BEGIN DATA EXTRACTS
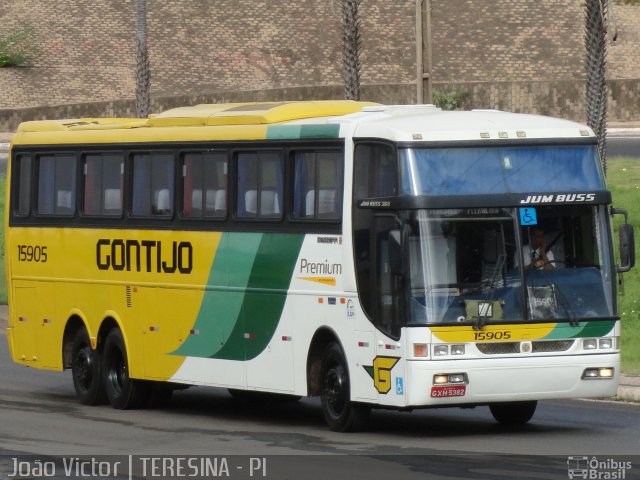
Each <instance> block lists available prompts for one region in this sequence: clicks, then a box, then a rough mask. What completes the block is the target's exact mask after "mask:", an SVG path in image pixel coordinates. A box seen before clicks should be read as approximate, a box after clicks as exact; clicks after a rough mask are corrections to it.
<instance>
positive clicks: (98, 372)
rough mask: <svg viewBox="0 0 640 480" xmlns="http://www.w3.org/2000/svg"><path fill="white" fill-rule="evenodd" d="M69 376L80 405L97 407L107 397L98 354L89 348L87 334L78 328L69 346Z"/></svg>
mask: <svg viewBox="0 0 640 480" xmlns="http://www.w3.org/2000/svg"><path fill="white" fill-rule="evenodd" d="M71 376H72V377H73V388H74V389H75V391H76V395H77V397H78V399H79V400H80V403H83V404H84V405H99V404H101V403H105V402H106V400H107V396H106V393H105V390H104V383H103V382H102V377H101V368H100V352H98V351H97V350H94V349H93V348H91V342H90V340H89V334H88V333H87V331H86V330H85V329H84V328H80V329H79V330H78V331H77V332H76V333H75V335H74V337H73V344H72V346H71Z"/></svg>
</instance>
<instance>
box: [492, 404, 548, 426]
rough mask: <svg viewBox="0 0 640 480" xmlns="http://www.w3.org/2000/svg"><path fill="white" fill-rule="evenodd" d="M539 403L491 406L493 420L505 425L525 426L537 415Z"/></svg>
mask: <svg viewBox="0 0 640 480" xmlns="http://www.w3.org/2000/svg"><path fill="white" fill-rule="evenodd" d="M537 406H538V402H536V401H533V402H506V403H493V404H491V405H489V409H490V410H491V414H492V415H493V418H495V419H496V421H497V422H498V423H501V424H503V425H523V424H525V423H527V422H528V421H529V420H531V418H532V417H533V414H534V413H536V407H537Z"/></svg>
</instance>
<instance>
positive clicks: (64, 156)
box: [37, 155, 76, 216]
mask: <svg viewBox="0 0 640 480" xmlns="http://www.w3.org/2000/svg"><path fill="white" fill-rule="evenodd" d="M75 203H76V157H75V156H71V155H42V156H40V157H38V203H37V212H38V214H39V215H64V216H73V215H74V214H75Z"/></svg>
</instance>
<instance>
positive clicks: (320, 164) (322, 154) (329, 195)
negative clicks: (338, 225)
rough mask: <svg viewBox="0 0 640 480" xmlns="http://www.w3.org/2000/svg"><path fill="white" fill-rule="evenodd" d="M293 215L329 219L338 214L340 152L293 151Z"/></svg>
mask: <svg viewBox="0 0 640 480" xmlns="http://www.w3.org/2000/svg"><path fill="white" fill-rule="evenodd" d="M293 168H294V187H293V217H294V218H298V219H333V220H337V219H339V218H340V215H341V213H342V155H341V154H340V153H339V152H295V154H294V167H293Z"/></svg>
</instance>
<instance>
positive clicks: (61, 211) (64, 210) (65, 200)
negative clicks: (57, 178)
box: [56, 190, 73, 212]
mask: <svg viewBox="0 0 640 480" xmlns="http://www.w3.org/2000/svg"><path fill="white" fill-rule="evenodd" d="M57 195H58V196H57V199H56V211H57V212H67V211H69V212H70V211H71V210H72V208H73V201H72V200H73V196H72V192H71V190H58V192H57Z"/></svg>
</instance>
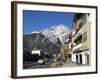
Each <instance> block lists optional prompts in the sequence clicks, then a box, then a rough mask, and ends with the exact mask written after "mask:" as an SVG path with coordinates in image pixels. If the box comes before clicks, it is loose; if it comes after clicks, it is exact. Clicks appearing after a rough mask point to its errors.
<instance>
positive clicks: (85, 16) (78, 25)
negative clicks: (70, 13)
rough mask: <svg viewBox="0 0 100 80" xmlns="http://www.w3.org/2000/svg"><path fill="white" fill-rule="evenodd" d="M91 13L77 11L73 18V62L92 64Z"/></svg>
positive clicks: (72, 57) (72, 55) (72, 26)
mask: <svg viewBox="0 0 100 80" xmlns="http://www.w3.org/2000/svg"><path fill="white" fill-rule="evenodd" d="M90 17H91V14H87V13H77V14H75V16H74V18H73V24H72V27H73V30H72V47H71V49H72V51H71V52H72V58H71V59H72V62H76V63H77V64H90V61H91V57H90V56H91V52H90V49H91V40H90V39H91V21H90Z"/></svg>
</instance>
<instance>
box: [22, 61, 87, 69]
mask: <svg viewBox="0 0 100 80" xmlns="http://www.w3.org/2000/svg"><path fill="white" fill-rule="evenodd" d="M31 64H32V63H31ZM78 66H87V65H83V64H80V65H78V64H76V63H72V62H69V63H64V64H63V65H62V66H50V65H48V64H36V63H35V64H34V63H33V64H32V65H29V66H27V67H24V69H38V68H56V67H78Z"/></svg>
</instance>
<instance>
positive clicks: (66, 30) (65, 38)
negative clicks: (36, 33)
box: [41, 24, 69, 44]
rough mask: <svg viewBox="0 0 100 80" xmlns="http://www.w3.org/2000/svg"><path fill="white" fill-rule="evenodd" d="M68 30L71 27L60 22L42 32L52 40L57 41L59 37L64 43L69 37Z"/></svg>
mask: <svg viewBox="0 0 100 80" xmlns="http://www.w3.org/2000/svg"><path fill="white" fill-rule="evenodd" d="M68 32H69V29H68V28H67V27H66V26H65V25H63V24H60V25H58V26H53V27H50V28H47V29H45V30H44V31H42V32H41V33H42V34H43V35H44V36H45V37H46V38H49V40H50V41H51V42H53V43H56V42H57V40H58V38H59V39H60V41H61V43H62V44H63V42H64V41H65V39H66V38H67V35H68Z"/></svg>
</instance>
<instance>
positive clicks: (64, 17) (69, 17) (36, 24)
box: [23, 10, 75, 34]
mask: <svg viewBox="0 0 100 80" xmlns="http://www.w3.org/2000/svg"><path fill="white" fill-rule="evenodd" d="M74 14H75V13H69V12H51V11H33V10H23V33H24V34H28V33H31V32H33V31H42V30H44V29H46V28H49V27H52V26H57V25H59V24H64V25H65V26H67V27H68V28H69V29H71V25H72V20H73V17H74Z"/></svg>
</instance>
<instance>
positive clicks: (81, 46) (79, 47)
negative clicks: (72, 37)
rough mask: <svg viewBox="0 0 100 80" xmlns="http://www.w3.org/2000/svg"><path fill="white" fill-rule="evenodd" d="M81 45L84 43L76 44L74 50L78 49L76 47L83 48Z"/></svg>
mask: <svg viewBox="0 0 100 80" xmlns="http://www.w3.org/2000/svg"><path fill="white" fill-rule="evenodd" d="M81 47H82V43H80V44H78V45H76V46H74V47H73V49H72V50H73V51H74V50H76V49H78V48H81Z"/></svg>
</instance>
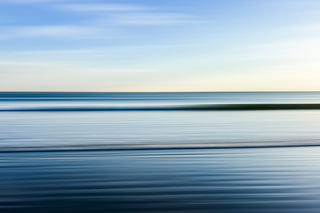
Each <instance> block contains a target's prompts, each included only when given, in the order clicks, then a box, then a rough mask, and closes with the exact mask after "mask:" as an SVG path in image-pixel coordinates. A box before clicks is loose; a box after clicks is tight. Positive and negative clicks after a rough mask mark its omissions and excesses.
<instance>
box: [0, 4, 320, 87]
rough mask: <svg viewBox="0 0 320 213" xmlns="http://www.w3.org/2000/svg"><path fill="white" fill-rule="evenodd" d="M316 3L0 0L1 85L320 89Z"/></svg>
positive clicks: (318, 50) (99, 86) (31, 86)
mask: <svg viewBox="0 0 320 213" xmlns="http://www.w3.org/2000/svg"><path fill="white" fill-rule="evenodd" d="M319 23H320V1H317V0H304V1H300V0H281V1H279V0H266V1H254V0H240V1H239V0H219V1H218V0H197V1H195V0H161V1H158V0H122V1H119V0H114V1H109V0H104V1H102V0H100V1H98V0H74V1H72V0H0V91H107V92H108V91H109V92H117V91H120V92H121V91H129V92H134V91H138V92H144V91H146V92H159V91H316V90H320V84H319V82H320V24H319Z"/></svg>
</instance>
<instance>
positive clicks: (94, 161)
mask: <svg viewBox="0 0 320 213" xmlns="http://www.w3.org/2000/svg"><path fill="white" fill-rule="evenodd" d="M0 125H1V126H0V212H1V213H2V212H4V213H6V212H224V213H228V212H245V213H247V212H290V213H292V212H297V213H298V212H299V213H300V212H319V209H320V181H319V180H320V166H319V165H320V157H319V154H320V147H318V146H319V145H320V131H319V129H320V93H317V92H297V93H294V92H290V93H280V92H279V93H276V92H274V93H267V92H265V93H258V92H257V93H18V92H15V93H0Z"/></svg>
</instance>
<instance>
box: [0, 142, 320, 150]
mask: <svg viewBox="0 0 320 213" xmlns="http://www.w3.org/2000/svg"><path fill="white" fill-rule="evenodd" d="M311 146H320V141H295V142H287V141H286V142H249V143H246V142H233V143H231V142H230V143H211V144H208V143H206V144H197V143H195V144H171V145H160V144H143V145H139V144H126V145H107V144H105V145H104V144H101V145H100V144H92V145H65V146H30V147H23V146H19V147H0V153H5V152H63V151H139V150H141V151H143V150H146V151H147V150H186V149H194V150H196V149H252V148H289V147H311Z"/></svg>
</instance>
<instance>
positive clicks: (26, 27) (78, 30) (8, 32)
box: [0, 25, 98, 39]
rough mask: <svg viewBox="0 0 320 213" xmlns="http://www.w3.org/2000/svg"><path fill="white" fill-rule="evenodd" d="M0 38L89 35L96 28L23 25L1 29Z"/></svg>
mask: <svg viewBox="0 0 320 213" xmlns="http://www.w3.org/2000/svg"><path fill="white" fill-rule="evenodd" d="M1 31H2V33H1V34H0V39H7V38H17V37H64V38H65V37H70V38H74V37H75V36H76V37H89V36H94V35H96V34H97V33H98V32H97V29H95V28H90V27H83V26H72V25H71V26H67V25H61V26H59V25H58V26H23V27H7V28H2V29H1Z"/></svg>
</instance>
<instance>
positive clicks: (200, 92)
mask: <svg viewBox="0 0 320 213" xmlns="http://www.w3.org/2000/svg"><path fill="white" fill-rule="evenodd" d="M317 92H320V90H318V91H317V90H311V91H301V90H300V91H299V90H298V91H288V90H283V91H281V90H279V91H268V90H265V91H144V92H142V91H0V93H317Z"/></svg>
END DATA EXTRACTS
TASK DETAILS
In the material above, find the lines that contain "after" and show them.

SOLUTION TO THE EXERCISE
Each <instance> block lists available prompts for one region in this sequence: clicks, then a box, then a rough mask. What completes the block is the target's exact mask after "mask:", an SVG path in image pixel coordinates. A box seen before clicks should be read as approximate, a box after clicks as exact; clicks after a rough mask are corrections to it.
Each <instance> block lists optional prompts in the sequence clicks, then a box, then a rough mask, and ends with the exact mask written after "mask:" as an SVG path with coordinates in image pixels. If the box comes before clicks, it is loose; if it comes after clicks, it is exact. Clicks appearing after a rough mask point to its errors.
Each <instance> block contains a target's prompts, each included only when given, in the order clicks, then a box, then a rough mask, and closes with the exact mask after "mask:" as an SVG path in image-pixel coordinates. A box before clicks is loose; a box after clicks is tight. Positive and negative clicks after a rough mask mark its omissions and excesses.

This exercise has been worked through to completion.